Collected data:
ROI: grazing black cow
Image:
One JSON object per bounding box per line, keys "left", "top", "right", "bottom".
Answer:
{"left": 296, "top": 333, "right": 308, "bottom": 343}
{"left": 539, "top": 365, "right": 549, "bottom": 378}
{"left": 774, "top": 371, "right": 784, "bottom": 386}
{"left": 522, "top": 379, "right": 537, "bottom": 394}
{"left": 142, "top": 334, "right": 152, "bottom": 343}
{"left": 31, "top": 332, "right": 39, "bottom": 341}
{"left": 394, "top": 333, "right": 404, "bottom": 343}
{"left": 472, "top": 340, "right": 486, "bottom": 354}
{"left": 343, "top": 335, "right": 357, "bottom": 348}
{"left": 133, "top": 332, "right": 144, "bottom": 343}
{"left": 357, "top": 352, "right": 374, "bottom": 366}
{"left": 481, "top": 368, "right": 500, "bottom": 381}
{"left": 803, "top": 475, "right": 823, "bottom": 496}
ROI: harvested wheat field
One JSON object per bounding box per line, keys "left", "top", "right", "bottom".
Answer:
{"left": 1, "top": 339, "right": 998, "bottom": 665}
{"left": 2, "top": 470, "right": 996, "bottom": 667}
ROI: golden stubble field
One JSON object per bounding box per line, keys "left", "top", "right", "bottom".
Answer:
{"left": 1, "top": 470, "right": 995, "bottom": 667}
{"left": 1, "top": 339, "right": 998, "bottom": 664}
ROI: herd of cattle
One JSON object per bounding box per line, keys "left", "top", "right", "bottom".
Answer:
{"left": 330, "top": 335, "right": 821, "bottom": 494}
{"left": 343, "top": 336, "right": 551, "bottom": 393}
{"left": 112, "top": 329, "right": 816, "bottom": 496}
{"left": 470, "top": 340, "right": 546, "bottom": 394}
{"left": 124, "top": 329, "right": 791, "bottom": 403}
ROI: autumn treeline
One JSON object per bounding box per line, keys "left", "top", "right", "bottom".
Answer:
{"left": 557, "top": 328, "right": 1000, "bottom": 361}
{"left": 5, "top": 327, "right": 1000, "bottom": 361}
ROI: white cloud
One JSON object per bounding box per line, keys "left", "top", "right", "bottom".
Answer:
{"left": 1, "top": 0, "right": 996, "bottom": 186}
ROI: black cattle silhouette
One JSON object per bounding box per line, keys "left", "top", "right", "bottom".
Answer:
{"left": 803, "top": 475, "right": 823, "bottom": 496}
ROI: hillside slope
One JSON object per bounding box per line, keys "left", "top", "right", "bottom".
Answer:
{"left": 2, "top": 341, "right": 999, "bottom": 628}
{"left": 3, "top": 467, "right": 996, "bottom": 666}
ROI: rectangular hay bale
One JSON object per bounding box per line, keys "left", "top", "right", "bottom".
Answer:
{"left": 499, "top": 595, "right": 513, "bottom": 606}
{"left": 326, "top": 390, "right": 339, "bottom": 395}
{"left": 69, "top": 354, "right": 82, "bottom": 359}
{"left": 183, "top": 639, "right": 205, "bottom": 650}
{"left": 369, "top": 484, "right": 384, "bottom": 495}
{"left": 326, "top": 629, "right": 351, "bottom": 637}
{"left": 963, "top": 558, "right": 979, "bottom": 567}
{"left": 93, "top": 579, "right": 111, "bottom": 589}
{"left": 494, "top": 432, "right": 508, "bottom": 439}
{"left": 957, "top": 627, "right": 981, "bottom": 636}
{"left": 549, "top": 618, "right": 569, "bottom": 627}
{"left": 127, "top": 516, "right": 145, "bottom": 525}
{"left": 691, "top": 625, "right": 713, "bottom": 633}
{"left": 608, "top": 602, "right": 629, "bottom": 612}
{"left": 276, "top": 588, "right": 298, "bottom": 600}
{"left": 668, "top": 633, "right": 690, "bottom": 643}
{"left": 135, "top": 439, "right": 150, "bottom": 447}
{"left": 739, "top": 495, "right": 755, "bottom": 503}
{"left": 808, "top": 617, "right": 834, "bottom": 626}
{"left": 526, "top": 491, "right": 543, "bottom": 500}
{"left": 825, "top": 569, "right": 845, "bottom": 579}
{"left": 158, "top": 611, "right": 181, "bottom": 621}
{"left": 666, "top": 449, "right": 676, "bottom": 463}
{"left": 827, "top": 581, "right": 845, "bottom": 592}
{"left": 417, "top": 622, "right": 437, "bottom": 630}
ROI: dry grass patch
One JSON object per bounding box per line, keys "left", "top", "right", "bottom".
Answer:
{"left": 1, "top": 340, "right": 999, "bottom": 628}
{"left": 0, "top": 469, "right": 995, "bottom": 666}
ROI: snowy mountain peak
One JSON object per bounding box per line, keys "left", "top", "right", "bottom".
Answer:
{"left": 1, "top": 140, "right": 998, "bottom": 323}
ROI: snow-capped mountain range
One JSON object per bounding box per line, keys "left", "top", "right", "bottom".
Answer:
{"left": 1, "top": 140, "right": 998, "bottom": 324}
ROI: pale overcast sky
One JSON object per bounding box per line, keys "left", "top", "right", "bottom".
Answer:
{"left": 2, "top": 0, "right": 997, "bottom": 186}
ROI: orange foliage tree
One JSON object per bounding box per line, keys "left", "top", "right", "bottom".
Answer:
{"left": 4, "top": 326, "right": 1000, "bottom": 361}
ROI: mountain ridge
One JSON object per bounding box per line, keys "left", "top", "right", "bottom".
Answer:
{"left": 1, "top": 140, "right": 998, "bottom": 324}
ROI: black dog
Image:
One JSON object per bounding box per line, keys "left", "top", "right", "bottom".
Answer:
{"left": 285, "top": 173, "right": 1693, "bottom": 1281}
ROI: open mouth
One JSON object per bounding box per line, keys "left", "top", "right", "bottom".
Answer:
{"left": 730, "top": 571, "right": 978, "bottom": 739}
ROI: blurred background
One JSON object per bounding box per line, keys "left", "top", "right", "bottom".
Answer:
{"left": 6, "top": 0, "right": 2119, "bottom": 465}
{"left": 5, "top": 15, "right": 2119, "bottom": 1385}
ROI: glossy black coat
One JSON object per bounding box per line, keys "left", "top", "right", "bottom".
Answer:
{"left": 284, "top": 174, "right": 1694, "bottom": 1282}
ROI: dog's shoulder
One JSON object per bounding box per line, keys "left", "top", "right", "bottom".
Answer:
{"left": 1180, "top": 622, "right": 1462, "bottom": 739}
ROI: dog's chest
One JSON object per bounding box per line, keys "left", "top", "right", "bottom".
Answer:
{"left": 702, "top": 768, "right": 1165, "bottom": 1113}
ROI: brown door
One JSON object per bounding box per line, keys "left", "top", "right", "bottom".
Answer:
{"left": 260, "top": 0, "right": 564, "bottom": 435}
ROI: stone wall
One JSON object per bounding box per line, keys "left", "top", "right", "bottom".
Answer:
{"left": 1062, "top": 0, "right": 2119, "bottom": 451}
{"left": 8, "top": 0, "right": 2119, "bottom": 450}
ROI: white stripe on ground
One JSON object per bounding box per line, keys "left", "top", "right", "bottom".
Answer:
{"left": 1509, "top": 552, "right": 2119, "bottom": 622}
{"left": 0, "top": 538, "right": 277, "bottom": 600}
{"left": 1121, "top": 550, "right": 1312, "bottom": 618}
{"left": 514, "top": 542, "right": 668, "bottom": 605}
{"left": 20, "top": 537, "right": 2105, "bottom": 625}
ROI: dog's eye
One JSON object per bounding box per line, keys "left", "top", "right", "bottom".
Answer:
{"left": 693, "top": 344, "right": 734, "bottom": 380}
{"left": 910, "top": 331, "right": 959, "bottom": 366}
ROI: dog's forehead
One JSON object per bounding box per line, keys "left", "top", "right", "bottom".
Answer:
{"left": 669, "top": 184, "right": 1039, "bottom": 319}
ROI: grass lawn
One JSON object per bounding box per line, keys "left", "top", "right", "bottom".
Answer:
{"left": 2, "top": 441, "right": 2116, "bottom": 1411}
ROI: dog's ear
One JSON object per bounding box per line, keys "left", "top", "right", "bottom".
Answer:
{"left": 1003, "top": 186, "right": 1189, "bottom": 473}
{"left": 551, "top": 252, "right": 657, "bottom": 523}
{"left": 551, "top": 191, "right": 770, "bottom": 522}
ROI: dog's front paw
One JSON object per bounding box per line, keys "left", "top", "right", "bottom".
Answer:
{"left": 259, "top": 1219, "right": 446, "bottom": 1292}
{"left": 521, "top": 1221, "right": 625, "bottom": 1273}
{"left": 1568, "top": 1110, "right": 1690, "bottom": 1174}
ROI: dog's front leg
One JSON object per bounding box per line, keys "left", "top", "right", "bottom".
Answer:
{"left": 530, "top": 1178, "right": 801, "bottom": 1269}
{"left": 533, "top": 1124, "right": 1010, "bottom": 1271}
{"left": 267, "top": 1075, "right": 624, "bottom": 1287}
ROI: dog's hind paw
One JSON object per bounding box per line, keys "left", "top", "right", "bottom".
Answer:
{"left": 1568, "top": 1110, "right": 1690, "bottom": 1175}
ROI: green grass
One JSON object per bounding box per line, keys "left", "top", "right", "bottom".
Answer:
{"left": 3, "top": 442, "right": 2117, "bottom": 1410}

_ACTION ITEM_: Copy every line where the word "front" is present in the entries above.

_REPLY TO THE TASK_:
ROI: dog's front paw
ROI: dog's front leg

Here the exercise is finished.